* WHAT IS REQUIRED *
Please answer these questions from the NRAM article:
1. In what year is NRAM commercialization expected?
2. Which tech giant has a licensing agreement to manufacture NRAM commercially?
3. What compound annual growth rate does BCC Research anticipate for the global NRAM market from 2018 to 2023?

* PROVIDED TEXT *

'''

TORONTO — Better late than never might be a good way to sum up NRAM.
After years of not quite be ready for wide adoption, a new report from BCC Research is predicting that Nano-Ram (NRAM) is finally in a position to disrupt incumbent DRAM and flash memory with commercialization expected in 2018. The Wellesley, MA.-based research firm said the first non-volatile memory chip to exploit carbon-nanotube technology looks like it's finally ready to have a serious impact on computer memory.
“Industry experts had given up on waiting for CNT memory," said BCC Research editorial director Kevin Fitzgerald in an interview with EE Times. “I believe one needed fresh eyes to really see that the time was coming when it was really possible to make the switch from silicon to carbon."
He said a recent licensing agreement to manufacture NRAM commercially by tech giant Fujitsu prompted the firm's change in outlook, and while the report was being written, the NRAM vendor that struck that agreement, Nantero, received an additional $21 million in venture funding, solidifying the firm's suspicion NRAM is about to break into the open. BCC Research anticipates the global NRAM market to achieve a compound annual growth rate (CAGR) of 62.5% from 2018 to 2023, with the embedded systems market anticipated to reach $4.7 million in 2018 and $217.6 million in 2023, growing at a CAGR of 115.3%.

'''

* RECORDED INFORMATION *

'''

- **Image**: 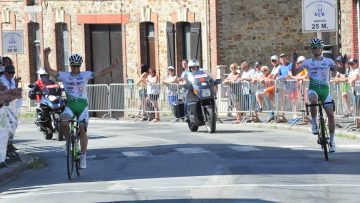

'''

* CORRECT RESPONSE *
1. 2018
2. Fujitsu
3. 62.5%